(Written problem)
Convert the data below into a JSON list of strings, one string per line and no blank lines, starting at the line containing "Where can the reindeer be" and running through the last line of the data, both included.

=== Material for this exercise ===

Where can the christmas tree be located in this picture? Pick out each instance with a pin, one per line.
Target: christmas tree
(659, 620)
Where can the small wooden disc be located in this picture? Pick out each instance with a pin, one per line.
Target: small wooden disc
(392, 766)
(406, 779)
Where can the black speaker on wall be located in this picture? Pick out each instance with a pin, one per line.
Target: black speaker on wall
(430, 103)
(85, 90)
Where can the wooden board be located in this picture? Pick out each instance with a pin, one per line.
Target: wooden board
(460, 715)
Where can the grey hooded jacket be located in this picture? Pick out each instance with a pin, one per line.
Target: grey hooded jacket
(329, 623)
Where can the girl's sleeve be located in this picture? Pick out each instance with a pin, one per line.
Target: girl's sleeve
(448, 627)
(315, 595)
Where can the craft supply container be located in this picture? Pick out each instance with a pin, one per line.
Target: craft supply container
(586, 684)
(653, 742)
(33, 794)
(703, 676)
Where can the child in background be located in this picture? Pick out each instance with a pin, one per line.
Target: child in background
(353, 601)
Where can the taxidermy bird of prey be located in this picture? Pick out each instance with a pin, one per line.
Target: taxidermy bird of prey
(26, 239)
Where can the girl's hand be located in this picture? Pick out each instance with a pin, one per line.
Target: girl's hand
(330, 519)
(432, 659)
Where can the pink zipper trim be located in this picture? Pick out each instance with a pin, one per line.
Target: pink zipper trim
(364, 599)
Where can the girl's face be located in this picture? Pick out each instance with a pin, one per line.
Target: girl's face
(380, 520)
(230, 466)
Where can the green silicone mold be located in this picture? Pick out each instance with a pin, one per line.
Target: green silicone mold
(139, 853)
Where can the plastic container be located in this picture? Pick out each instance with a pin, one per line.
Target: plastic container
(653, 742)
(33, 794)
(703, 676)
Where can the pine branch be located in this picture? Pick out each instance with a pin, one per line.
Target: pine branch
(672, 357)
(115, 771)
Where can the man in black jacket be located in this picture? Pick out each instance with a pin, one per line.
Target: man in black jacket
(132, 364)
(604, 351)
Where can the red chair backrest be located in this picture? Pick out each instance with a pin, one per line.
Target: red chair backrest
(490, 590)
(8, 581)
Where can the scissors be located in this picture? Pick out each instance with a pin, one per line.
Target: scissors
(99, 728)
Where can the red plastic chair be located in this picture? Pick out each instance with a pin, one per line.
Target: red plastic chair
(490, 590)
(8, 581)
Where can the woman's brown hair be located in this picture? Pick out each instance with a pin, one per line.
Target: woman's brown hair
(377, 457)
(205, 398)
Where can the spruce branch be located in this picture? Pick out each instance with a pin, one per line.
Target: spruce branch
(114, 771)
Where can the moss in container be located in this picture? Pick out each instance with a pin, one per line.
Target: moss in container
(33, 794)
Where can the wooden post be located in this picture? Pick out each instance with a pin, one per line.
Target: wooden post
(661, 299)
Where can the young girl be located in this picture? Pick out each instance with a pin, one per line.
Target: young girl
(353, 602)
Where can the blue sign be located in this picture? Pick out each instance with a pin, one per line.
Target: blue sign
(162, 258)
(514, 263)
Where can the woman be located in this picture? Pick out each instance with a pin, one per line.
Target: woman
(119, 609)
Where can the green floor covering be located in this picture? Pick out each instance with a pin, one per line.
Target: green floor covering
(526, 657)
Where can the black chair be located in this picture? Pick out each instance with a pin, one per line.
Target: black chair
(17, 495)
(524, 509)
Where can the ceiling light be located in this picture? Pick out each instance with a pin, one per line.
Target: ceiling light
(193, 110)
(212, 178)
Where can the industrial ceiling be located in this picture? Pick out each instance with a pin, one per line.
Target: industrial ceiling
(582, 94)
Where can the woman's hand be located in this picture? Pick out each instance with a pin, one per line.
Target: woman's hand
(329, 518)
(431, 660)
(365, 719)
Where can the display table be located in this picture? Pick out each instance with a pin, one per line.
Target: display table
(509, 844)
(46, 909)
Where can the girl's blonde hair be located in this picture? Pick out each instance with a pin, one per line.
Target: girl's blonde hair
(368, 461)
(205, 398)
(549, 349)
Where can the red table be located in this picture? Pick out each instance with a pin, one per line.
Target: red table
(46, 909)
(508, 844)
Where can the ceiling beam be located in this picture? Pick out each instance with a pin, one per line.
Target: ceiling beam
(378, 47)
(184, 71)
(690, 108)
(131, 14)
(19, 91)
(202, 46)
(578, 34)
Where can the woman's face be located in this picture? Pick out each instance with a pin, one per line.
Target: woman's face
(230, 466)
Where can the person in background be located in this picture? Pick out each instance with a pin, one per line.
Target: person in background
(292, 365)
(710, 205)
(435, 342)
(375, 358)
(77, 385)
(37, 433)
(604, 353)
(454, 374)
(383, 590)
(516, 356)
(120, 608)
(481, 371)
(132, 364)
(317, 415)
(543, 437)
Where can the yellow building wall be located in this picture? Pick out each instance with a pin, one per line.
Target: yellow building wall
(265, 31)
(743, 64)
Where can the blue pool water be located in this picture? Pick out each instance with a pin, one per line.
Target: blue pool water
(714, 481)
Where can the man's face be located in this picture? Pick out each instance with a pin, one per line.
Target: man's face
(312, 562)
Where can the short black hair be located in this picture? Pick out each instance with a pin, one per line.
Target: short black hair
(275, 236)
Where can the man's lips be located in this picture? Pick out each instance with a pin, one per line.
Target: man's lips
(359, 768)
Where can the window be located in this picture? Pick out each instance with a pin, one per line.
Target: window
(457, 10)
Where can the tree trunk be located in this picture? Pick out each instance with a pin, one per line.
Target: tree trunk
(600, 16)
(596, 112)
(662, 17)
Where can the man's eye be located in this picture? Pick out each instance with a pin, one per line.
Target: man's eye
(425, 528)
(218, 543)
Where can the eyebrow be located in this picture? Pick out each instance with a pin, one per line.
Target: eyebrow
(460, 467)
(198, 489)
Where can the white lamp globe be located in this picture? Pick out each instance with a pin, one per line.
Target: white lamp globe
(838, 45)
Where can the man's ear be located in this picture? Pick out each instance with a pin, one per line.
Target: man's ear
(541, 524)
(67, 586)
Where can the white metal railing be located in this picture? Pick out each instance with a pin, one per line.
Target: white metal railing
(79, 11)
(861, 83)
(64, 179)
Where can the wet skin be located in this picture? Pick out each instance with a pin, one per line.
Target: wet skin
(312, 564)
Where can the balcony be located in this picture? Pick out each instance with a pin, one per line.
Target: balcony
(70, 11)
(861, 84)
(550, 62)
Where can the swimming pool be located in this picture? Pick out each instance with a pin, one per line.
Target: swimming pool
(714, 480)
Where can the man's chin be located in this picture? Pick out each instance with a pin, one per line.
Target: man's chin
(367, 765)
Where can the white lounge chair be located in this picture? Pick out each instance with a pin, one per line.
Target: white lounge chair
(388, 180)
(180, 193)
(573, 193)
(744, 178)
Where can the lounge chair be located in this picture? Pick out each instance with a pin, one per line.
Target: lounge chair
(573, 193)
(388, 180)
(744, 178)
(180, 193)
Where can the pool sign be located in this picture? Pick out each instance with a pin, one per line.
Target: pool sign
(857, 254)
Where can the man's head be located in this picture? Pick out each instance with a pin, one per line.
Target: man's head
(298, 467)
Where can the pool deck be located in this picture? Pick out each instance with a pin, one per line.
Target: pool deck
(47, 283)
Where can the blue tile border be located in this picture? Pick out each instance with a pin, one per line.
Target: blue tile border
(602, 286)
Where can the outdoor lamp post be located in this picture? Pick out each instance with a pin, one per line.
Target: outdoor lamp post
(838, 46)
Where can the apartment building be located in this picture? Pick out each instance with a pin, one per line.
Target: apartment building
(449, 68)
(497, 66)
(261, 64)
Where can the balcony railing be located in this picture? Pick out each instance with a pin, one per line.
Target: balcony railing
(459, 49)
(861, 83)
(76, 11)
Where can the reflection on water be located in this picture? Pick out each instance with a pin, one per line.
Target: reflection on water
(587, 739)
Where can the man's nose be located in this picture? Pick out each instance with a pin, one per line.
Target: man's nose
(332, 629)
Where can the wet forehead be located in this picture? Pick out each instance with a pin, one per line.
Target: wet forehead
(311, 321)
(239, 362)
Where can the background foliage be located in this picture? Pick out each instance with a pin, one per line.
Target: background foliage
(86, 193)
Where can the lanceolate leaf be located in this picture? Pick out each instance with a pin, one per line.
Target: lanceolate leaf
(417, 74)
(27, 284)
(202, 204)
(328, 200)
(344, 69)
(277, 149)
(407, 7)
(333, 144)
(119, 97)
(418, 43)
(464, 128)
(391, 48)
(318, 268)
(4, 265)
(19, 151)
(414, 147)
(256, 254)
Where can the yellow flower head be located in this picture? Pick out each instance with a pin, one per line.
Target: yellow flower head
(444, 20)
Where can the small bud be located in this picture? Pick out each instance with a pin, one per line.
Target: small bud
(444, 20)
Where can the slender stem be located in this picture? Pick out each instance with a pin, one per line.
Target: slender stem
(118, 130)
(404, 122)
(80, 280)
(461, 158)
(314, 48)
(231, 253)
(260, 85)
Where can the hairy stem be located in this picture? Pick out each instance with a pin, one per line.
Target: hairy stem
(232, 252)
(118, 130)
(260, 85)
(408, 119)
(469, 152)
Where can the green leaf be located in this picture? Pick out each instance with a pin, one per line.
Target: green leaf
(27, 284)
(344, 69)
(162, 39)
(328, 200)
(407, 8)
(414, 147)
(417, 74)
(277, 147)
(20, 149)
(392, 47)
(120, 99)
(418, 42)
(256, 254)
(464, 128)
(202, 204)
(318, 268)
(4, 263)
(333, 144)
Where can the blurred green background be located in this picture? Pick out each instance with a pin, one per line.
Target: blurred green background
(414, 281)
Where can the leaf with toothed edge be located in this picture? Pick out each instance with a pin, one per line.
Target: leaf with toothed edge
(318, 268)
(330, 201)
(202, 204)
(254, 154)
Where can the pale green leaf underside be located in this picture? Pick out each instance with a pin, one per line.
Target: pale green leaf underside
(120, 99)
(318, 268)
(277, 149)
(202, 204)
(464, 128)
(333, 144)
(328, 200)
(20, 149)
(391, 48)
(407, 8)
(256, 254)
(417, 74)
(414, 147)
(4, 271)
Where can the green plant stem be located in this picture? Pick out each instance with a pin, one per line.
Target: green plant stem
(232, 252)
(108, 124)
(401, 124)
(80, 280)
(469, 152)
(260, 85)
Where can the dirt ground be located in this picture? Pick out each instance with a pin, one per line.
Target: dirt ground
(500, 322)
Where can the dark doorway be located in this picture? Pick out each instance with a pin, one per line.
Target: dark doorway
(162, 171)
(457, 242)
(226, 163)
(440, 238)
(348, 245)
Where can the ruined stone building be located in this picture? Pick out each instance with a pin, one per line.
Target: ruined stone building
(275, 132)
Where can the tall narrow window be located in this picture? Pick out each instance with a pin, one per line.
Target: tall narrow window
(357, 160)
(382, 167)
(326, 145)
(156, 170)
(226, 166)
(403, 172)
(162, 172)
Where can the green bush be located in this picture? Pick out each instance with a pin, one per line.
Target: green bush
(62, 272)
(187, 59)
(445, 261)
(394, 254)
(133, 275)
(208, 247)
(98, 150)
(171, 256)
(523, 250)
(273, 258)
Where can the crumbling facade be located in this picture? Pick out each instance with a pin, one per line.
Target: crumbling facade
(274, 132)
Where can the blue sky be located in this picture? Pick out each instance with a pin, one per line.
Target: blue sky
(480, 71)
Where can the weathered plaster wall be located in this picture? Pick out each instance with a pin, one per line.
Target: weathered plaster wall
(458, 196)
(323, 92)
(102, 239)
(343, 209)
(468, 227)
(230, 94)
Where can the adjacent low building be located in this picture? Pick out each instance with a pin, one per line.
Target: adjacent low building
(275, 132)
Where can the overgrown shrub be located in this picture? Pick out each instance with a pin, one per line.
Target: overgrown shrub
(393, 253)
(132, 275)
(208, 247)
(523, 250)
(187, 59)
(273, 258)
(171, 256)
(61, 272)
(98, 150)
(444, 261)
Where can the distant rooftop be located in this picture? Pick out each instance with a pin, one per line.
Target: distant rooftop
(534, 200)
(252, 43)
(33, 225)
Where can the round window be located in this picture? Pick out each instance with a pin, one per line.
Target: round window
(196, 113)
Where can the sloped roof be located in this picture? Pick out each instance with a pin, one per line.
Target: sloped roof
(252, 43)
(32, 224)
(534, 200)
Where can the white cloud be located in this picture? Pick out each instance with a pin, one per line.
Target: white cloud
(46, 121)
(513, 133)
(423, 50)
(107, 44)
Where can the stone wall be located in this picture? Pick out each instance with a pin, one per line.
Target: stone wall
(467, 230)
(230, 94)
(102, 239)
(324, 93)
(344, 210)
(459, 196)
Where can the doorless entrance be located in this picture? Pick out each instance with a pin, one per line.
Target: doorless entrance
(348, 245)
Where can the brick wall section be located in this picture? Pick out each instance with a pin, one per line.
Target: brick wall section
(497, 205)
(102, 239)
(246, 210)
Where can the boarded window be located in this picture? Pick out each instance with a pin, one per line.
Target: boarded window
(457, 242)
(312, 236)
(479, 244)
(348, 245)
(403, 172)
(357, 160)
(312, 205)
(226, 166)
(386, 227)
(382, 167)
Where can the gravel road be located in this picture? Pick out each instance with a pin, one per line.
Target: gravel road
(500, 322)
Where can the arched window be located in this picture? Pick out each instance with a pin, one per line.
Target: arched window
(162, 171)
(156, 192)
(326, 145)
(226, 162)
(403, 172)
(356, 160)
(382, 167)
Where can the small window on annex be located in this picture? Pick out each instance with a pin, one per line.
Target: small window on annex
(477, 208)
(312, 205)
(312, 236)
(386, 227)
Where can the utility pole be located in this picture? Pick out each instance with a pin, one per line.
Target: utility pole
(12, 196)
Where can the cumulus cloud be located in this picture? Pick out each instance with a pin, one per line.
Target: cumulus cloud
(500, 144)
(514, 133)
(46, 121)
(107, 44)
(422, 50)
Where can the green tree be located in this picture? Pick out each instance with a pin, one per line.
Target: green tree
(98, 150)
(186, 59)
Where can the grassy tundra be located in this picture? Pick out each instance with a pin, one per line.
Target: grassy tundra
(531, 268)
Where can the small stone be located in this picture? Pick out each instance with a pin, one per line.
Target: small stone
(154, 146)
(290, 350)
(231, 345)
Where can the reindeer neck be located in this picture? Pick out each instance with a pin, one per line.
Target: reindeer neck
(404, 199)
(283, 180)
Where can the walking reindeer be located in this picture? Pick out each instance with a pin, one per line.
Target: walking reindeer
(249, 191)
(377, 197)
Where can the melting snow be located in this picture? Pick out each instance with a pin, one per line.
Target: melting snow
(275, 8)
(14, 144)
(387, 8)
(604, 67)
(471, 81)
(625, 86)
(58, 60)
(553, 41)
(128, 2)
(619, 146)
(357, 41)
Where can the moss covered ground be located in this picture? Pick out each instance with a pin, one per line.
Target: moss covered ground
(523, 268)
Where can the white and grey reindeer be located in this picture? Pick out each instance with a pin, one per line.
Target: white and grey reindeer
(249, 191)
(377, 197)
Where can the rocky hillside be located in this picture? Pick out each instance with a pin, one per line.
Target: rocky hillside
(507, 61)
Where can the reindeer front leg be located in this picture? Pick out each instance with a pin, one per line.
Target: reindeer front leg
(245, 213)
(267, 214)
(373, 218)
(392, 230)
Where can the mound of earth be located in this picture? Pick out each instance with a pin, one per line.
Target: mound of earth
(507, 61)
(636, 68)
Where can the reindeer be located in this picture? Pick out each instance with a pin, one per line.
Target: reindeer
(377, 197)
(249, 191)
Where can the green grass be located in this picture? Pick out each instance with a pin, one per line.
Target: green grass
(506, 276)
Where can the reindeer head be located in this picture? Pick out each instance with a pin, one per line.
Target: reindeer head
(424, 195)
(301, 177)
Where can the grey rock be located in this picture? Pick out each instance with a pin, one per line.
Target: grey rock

===

(Response to the exercise)
[
  "Where can the reindeer be located in this picture? Pick out each instance with a pin, one per line.",
  "Target: reindeer",
  "(377, 197)",
  "(249, 191)",
  "Where can the green grass be located in this picture? Pick out each instance with a pin, one per line.",
  "Target: green grass",
  "(506, 276)",
  "Where can the reindeer head be located in this picture? Pick out each instance with a pin, one per line.",
  "Target: reindeer head",
  "(424, 195)",
  "(301, 177)",
  "Where can the grey rock be located in this picture? Pick out each instance with a pin, one per line.",
  "Target: grey rock"
]